**What you should do**.
Format the lines below as a numbered list, skipping blank lines. Leave the pictures out of your answer.

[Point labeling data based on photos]
........

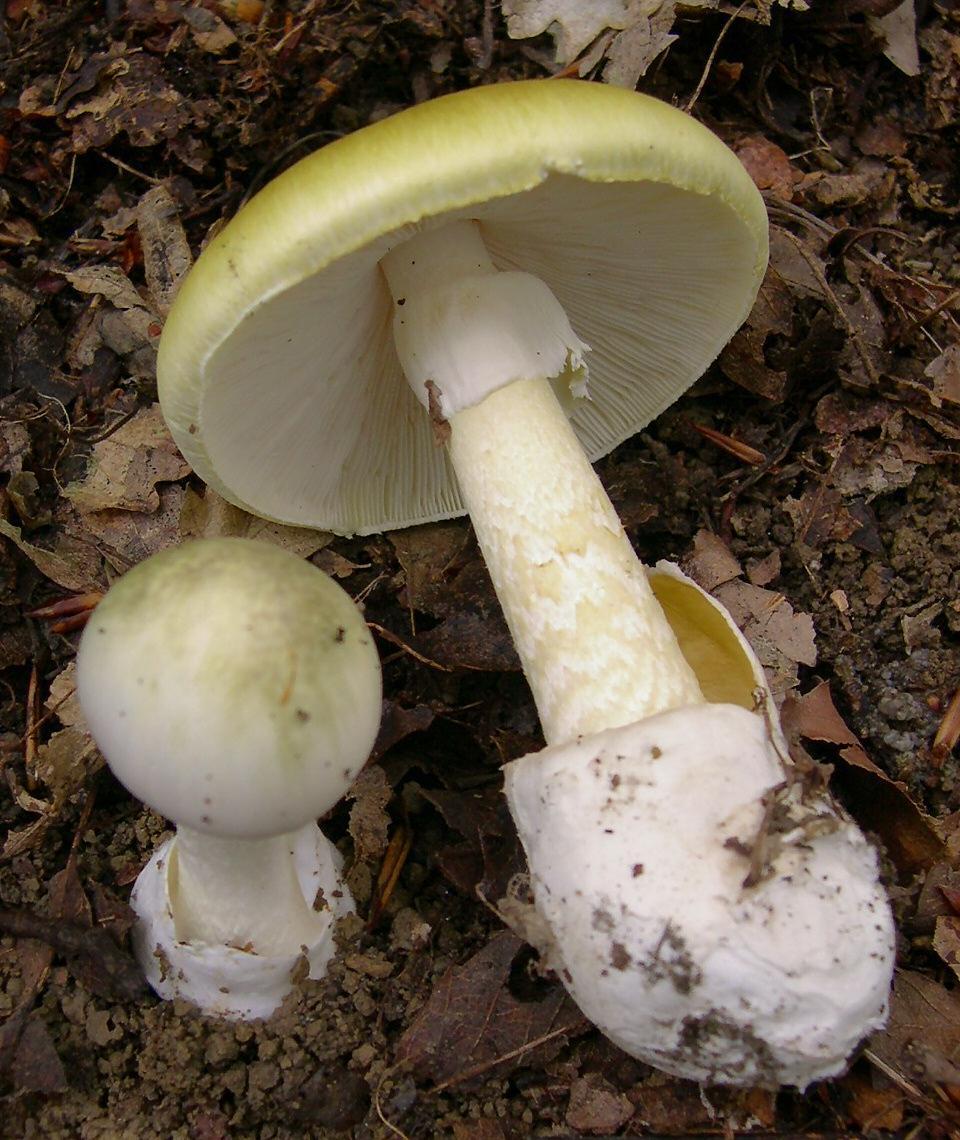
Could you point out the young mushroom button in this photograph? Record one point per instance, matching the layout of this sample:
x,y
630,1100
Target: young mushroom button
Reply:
x,y
442,273
445,276
235,689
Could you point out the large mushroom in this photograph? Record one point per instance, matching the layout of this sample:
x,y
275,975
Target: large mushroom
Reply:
x,y
235,689
445,276
426,276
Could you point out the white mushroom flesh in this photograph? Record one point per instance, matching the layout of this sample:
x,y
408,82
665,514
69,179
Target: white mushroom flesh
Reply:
x,y
714,917
595,645
235,689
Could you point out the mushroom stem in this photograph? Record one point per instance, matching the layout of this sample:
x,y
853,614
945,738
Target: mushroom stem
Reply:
x,y
595,645
242,893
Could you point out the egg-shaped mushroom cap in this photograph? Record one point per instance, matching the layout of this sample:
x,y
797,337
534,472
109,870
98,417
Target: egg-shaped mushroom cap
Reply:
x,y
232,686
277,369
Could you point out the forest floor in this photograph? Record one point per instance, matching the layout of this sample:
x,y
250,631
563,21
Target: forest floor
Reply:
x,y
808,480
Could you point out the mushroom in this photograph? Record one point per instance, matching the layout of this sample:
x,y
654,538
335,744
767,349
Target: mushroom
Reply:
x,y
444,276
235,689
707,904
438,262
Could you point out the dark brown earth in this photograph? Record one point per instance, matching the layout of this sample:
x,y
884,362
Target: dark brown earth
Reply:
x,y
810,480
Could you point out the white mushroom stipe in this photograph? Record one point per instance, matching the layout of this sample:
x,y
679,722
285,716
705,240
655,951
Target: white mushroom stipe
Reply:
x,y
572,591
709,908
515,225
235,689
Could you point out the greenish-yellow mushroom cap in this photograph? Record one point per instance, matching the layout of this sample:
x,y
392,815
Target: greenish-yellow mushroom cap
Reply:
x,y
278,374
232,686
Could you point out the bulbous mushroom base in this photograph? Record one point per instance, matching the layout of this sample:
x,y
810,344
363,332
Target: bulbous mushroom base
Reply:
x,y
226,980
712,913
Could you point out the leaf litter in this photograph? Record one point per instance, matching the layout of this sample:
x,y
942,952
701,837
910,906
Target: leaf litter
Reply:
x,y
808,480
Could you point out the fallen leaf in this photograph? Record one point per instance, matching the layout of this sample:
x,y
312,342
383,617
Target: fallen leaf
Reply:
x,y
131,97
397,723
881,805
125,467
127,537
37,1066
472,1027
209,515
710,562
946,941
167,252
73,566
873,1107
781,637
769,165
596,1107
90,952
369,821
944,372
922,1036
107,282
897,31
625,35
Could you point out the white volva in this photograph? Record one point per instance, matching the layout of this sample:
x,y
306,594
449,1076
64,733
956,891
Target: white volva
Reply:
x,y
235,689
708,912
442,275
709,909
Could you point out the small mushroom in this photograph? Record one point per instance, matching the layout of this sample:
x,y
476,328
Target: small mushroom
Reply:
x,y
441,273
445,276
235,689
708,905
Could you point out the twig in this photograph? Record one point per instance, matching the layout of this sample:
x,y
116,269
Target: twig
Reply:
x,y
485,1066
712,57
387,635
835,301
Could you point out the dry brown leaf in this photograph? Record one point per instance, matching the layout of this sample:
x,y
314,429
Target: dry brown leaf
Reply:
x,y
780,637
946,941
108,282
880,804
128,537
132,98
595,1106
369,821
472,1026
873,1107
74,566
167,252
125,467
922,1036
208,30
209,515
944,372
769,165
710,562
765,570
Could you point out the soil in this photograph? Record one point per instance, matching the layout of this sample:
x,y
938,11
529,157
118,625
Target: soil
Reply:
x,y
815,465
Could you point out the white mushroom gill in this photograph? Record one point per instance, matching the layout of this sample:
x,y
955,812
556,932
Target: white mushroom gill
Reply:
x,y
595,645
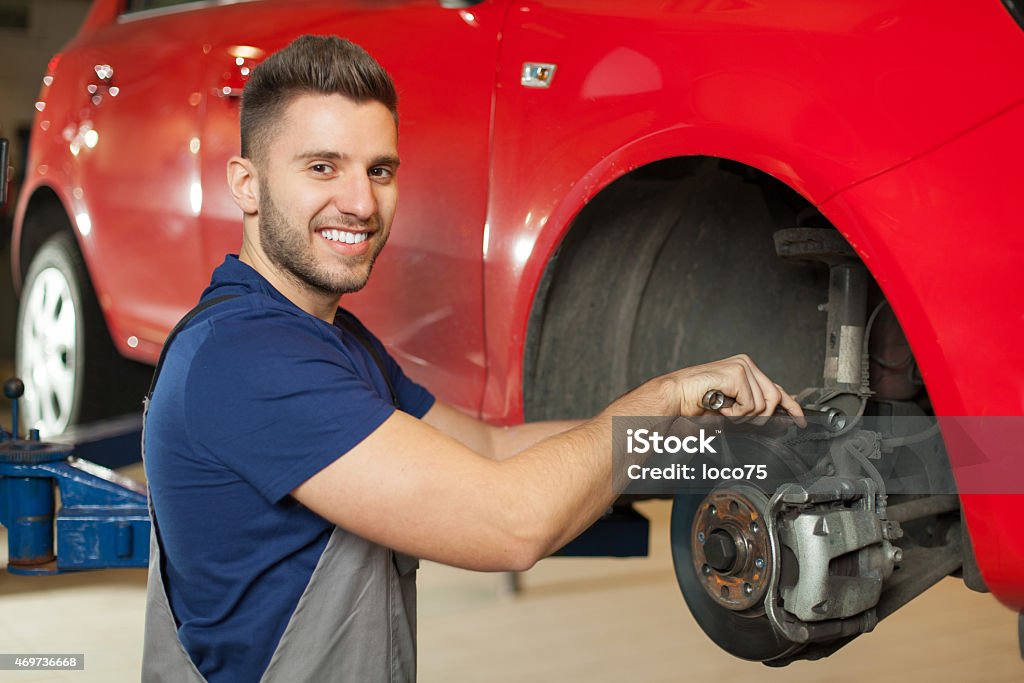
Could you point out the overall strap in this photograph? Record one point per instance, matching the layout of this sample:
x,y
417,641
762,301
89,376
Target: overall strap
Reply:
x,y
356,331
178,328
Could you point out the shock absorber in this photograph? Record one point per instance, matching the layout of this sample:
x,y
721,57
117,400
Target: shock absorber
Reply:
x,y
843,385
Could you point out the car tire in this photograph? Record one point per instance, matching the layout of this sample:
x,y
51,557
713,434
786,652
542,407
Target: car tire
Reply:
x,y
71,370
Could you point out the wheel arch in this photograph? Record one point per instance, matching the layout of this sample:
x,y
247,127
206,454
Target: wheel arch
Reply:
x,y
607,338
43,215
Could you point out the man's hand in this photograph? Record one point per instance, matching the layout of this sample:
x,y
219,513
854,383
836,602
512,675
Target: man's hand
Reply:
x,y
682,392
415,488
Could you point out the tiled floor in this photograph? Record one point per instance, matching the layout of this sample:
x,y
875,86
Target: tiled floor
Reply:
x,y
594,621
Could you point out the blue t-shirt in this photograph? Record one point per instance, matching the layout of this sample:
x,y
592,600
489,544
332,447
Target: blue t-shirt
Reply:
x,y
255,396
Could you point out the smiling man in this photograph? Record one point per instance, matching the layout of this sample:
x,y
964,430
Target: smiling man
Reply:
x,y
295,471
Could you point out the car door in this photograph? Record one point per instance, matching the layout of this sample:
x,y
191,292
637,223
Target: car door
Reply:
x,y
425,297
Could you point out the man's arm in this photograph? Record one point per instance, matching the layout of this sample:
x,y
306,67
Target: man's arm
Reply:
x,y
491,441
412,487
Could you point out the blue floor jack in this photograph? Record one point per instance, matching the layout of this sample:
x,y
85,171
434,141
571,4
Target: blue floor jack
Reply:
x,y
103,518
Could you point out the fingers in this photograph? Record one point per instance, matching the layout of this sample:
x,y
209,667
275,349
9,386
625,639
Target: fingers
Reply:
x,y
755,393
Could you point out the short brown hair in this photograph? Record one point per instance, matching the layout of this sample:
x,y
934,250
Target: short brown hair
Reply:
x,y
310,65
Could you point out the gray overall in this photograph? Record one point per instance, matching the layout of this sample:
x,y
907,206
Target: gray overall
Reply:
x,y
355,620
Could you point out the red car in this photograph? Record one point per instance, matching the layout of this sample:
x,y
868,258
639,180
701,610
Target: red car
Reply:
x,y
583,186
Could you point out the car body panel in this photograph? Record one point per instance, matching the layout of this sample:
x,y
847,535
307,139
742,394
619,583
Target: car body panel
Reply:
x,y
899,120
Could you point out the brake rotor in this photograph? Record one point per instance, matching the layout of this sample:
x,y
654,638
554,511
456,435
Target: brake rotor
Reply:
x,y
721,552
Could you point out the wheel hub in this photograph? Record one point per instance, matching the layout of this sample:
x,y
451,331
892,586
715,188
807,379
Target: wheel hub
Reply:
x,y
730,547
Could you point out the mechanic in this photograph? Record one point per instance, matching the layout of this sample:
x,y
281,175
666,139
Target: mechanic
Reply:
x,y
291,492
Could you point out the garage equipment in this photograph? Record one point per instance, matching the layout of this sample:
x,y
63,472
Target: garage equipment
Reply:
x,y
102,520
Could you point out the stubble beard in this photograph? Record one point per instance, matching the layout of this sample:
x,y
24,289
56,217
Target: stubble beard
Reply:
x,y
288,248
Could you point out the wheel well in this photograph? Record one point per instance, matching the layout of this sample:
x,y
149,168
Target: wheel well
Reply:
x,y
44,217
672,265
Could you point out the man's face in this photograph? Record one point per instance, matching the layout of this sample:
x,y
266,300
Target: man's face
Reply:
x,y
328,191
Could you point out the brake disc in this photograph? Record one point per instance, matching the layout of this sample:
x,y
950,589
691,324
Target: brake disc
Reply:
x,y
721,552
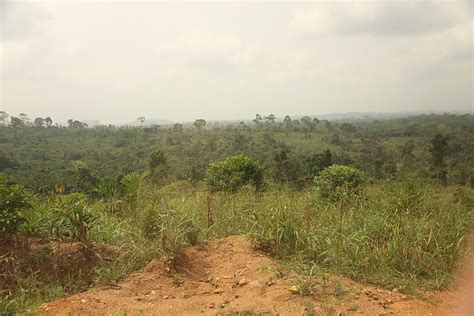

........

**Result of the exercise**.
1. Could you point out the young mushroom button in this photograph? Record one point per instance, matching the layout of this sample:
2. x,y
3. 630,1100
4. Target: young mushroom button
5. Reply:
6. x,y
7. 442,273
8. 445,276
9. 235,689
10. Could you point out the large mushroom in this photograph? Record one point per instance, matching the layout of this sample:
11. x,y
12. 275,975
13. Target: large mushroom
14. Reply:
15. x,y
16. 235,689
17. 445,276
18. 426,276
19. Could you point out the white mushroom flesh in this photograph? Record one point per instance, matching the layout of this sample:
20. x,y
21. 408,82
22. 665,514
23. 69,179
24. Target: white mushroom flesh
25. Reply:
26. x,y
27. 714,917
28. 595,645
29. 235,689
30. Could you point out the mushroom stem in this photograph? Record one point per instance, matching the layout of this sample:
31. x,y
32. 853,614
33. 945,738
34. Target: mushroom stem
35. Reply:
36. x,y
37. 595,645
38. 242,893
39. Could you point out the egg-shaped mushroom cap in this photograph? Record one point per instance, matching the layout of this sample:
40. x,y
41. 797,337
42. 534,472
43. 109,870
44. 98,417
45. Target: egg-shaped mushroom cap
46. Reply:
47. x,y
48. 232,686
49. 277,369
50. Could you point out the forest floor in this photograph? Record one point per instance, matching the layout of this sample:
51. x,y
52. 250,631
53. 563,21
54. Target: forest floor
55. Reply:
56. x,y
57. 808,480
58. Could you point out the mushroom in this photograph? Record one point per instance, matching the layout of this sample:
59. x,y
60. 654,538
61. 335,744
62. 767,349
63. Target: mushroom
64. Reply:
65. x,y
66. 444,276
67. 235,689
68. 707,904
69. 438,262
70. Could you point out the dark brown earth in this photograph? Record one point per instance, matching the layout of this sample:
71. x,y
72. 884,362
73. Target: dark brown earth
74. Reply:
75. x,y
76. 810,480
77. Could you point out the white mushroom stipe in this photograph? Record one point per instance, matching the layout of this sample:
78. x,y
79. 679,722
80. 285,716
81. 705,240
82. 655,951
83. Target: white mushroom stipe
84. Reply:
85. x,y
86. 572,591
87. 709,908
88. 515,225
89. 235,689
90. Could you point out the greenish-yellow mushroom cap in this photograph? Record one point per instance, matching the layout of this sample:
91. x,y
92. 392,815
93. Target: greenish-yellow mushroom cap
94. Reply:
95. x,y
96. 278,374
97. 232,686
98. Could you point out the bulbous mushroom base in this photograph? Record one point per instance, matching the layout of this sample:
99. x,y
100. 810,344
101. 363,332
102. Target: bulbous mushroom base
103. Reply:
104. x,y
105. 226,980
106. 712,913
107. Could you point out the leaf litter in this photograph? Record one point per instance, matching the layout of this sample:
108. x,y
109. 942,952
110. 701,837
111. 910,906
112. Target: leaf litter
113. Reply:
114. x,y
115. 808,480
116. Could you point out the fallen leaf in this photograph? Record one point per instance, matching the layout of this sample:
117. x,y
118. 312,342
119. 383,617
120. Target: fallen leaf
121. Reply:
122. x,y
123. 131,97
124. 397,723
125. 881,805
126. 125,467
127. 127,537
128. 37,1066
129. 472,1027
130. 209,515
131. 710,562
132. 946,941
133. 167,252
134. 73,566
135. 873,1107
136. 781,637
137. 769,165
138. 596,1107
139. 90,952
140. 369,821
141. 944,372
142. 922,1036
143. 107,282
144. 897,31
145. 625,35
146. Could you point out the white volva in this photograph? Record one point per instance, matching the layout of this sample:
147. x,y
148. 306,594
149. 449,1076
150. 64,733
151. 956,891
152. Target: white volva
153. Reply:
154. x,y
155. 235,689
156. 708,912
157. 442,275
158. 709,909
159. Could you point out the small mushroom in this photograph? Record one point per instance, matching the layout of this sample:
160. x,y
161. 476,328
162. Target: small mushroom
163. Reply:
164. x,y
165. 441,273
166. 445,276
167. 235,689
168. 708,905
169. Could you point out the twig in this photograph? Record one point per instance, matching the layout of this sample:
170. x,y
171. 116,269
172. Target: twig
173. Reply:
174. x,y
175. 485,1066
176. 712,57
177. 387,635
178. 835,301
179. Could you point out the dry brown leaf in this photograph? Record one point per instance, matching the layout of this sample:
180. x,y
181. 314,429
182. Target: dry brown leaf
183. Reply:
184. x,y
185. 780,637
186. 946,941
187. 108,282
188. 880,804
189. 128,537
190. 132,98
191. 595,1106
192. 369,821
193. 472,1026
194. 873,1107
195. 74,566
196. 167,252
197. 125,467
198. 922,1036
199. 208,30
200. 209,515
201. 944,372
202. 769,165
203. 710,562
204. 765,570
205. Could you point out the soil in this photograph? Record one point per instance, matching the layout of this sample:
206. x,y
207. 938,11
208. 529,157
209. 118,625
210. Target: soil
211. Reply:
212. x,y
213. 815,465
214. Could you point out the white mushroom gill in this photograph? Record one point per instance, matching the layout of this sample:
215. x,y
216. 955,812
217. 556,932
218. Target: white mushroom gill
219. Reply:
220. x,y
221. 595,645
222. Could you point out the overall strap in this photograph? Record one point per instance, matching the layout of this sample:
223. x,y
224. 417,641
225. 762,301
226. 89,376
227. Target: overall strap
228. Reply:
229. x,y
230. 356,331
231. 178,328
232. Could you point out the shock absorber in this photograph? Record one point per instance, matching the layout of this sample:
233. x,y
234. 721,57
235. 117,400
236. Target: shock absorber
237. Reply:
238. x,y
239. 843,385
240. Could you point out the car tire in this photograph? Record one point per instance, matching the layout of this sample:
241. x,y
242. 51,557
243. 713,434
244. 786,652
245. 542,407
246. Target: car tire
247. Reply:
248. x,y
249. 71,370
250. Could you point out the wheel arch in this photograph? Record one point per instance, matching the layout of this sample:
251. x,y
252. 247,127
253. 206,454
254. Target: wheel arch
255. Reply:
256. x,y
257. 607,338
258. 43,215
259. Could you point out the man's hand in this photograph? Record one point per instance, matching the layout of this sample:
260. x,y
261. 219,513
262. 854,383
263. 836,602
264. 512,675
265. Target: man's hand
266. Reply:
267. x,y
268. 682,392
269. 415,488
270. Could you point out the tiled floor in this photograph? Record one point per instance, matching the layout of this sample:
271. x,y
272. 875,86
273. Target: tiled floor
274. Reply:
275. x,y
276. 594,621
277. Could you point out the blue t-shirt in this photograph? Record one point per instance, matching the layout of this sample:
278. x,y
279. 592,600
280. 489,544
281. 332,447
282. Target: blue t-shirt
283. Reply:
284. x,y
285. 255,396
286. Could you point out the smiling man in this photograph? Record one point per instance, matching the layout of this sample:
287. x,y
288. 964,430
289. Target: smiling man
290. Reply:
291. x,y
292. 295,471
293. Could you point out the car door in this photograph? Record one point per instance, matching the layout of this sample:
294. x,y
295. 191,292
296. 637,223
297. Target: car door
298. Reply:
299. x,y
300. 425,297
301. Could you point out the man's arm in this photograph? Record one point per instance, matching the layout of this sample:
302. x,y
303. 306,67
304. Target: man's arm
305. Reply:
306. x,y
307. 491,441
308. 412,487
309. Could you point out the blue floor jack in this photograph? Record one point per instance, matching the layout of this sample:
310. x,y
311. 85,171
312. 434,141
313. 571,4
314. Target: blue floor jack
315. Reply:
316. x,y
317. 103,518
318. Could you point out the fingers in this photograph? Record one point per instance, matching the layout of this sample:
319. x,y
320. 209,667
321. 275,349
322. 9,386
323. 625,639
324. Target: fingers
325. Reply:
326. x,y
327. 755,393
328. Could you point out the short brown hair in this photograph? Record one point per instance, matching the layout of this sample:
329. x,y
330. 934,250
331. Target: short brown hair
332. Reply:
333. x,y
334. 310,65
335. Could you point out the gray overall in this photograph? Record one point per instance, matching the layout of this sample:
336. x,y
337. 907,206
338. Target: gray overall
339. Reply:
340. x,y
341. 355,620
342. Could you point out the red car in this photograph? Record one point per instance, matching the layout of this sample:
343. x,y
344. 868,258
345. 639,180
346. 701,610
347. Target: red car
348. Reply:
349. x,y
350. 583,186
351. Could you point out the car body panel in this photograph? Record one point per instance, matching the layout of this sample:
352. x,y
353. 847,535
354. 307,139
355. 742,394
356. 619,583
357. Target: car body panel
358. Reply:
359. x,y
360. 899,120
361. Could you point out the brake rotor in this photograph? Record one point per instance, matching the layout of this sample:
362. x,y
363. 654,638
364. 554,511
365. 456,435
366. Target: brake rotor
367. Reply:
368. x,y
369. 721,552
370. Could you point out the wheel hub in this photograph? Record one point per instance, matching the layout of this sample:
371. x,y
372. 451,331
373. 892,586
374. 715,188
375. 807,379
376. Target: wheel hub
377. Reply:
378. x,y
379. 730,547
380. Could you point out the mechanic in this photograph? Record one point per instance, matching the layout of this sample:
381. x,y
382. 281,175
383. 666,139
384. Target: mechanic
385. Reply:
386. x,y
387. 291,492
388. Could you point out the garage equipment in this photograph? Record one point per instance, matching the layout of this sample:
389. x,y
390. 63,472
391. Target: garage equipment
392. Reply:
393. x,y
394. 102,520
395. Could you point out the stubble beard in this photograph? Record one point per instance, matching the layout of this sample:
396. x,y
397. 24,289
398. 56,217
399. Target: stubble beard
400. Reply:
401. x,y
402. 288,248
403. Could you point out the wheel well in this photograph? Record one point per instance, matching the layout of this sample:
404. x,y
405. 149,168
406. Target: wheel well
407. Reply:
408. x,y
409. 44,217
410. 672,265
411. Could you point out the man's face in this photograph? Record one point per instance, matching the layout of this sample:
412. x,y
413. 266,300
414. Target: man's face
415. Reply:
416. x,y
417. 328,191
418. Could you point out the brake disc in this photograph? Record one point per instance, matching the layout of this sample:
419. x,y
420. 950,589
421. 691,324
422. Target: brake disc
423. Reply:
424. x,y
425. 721,552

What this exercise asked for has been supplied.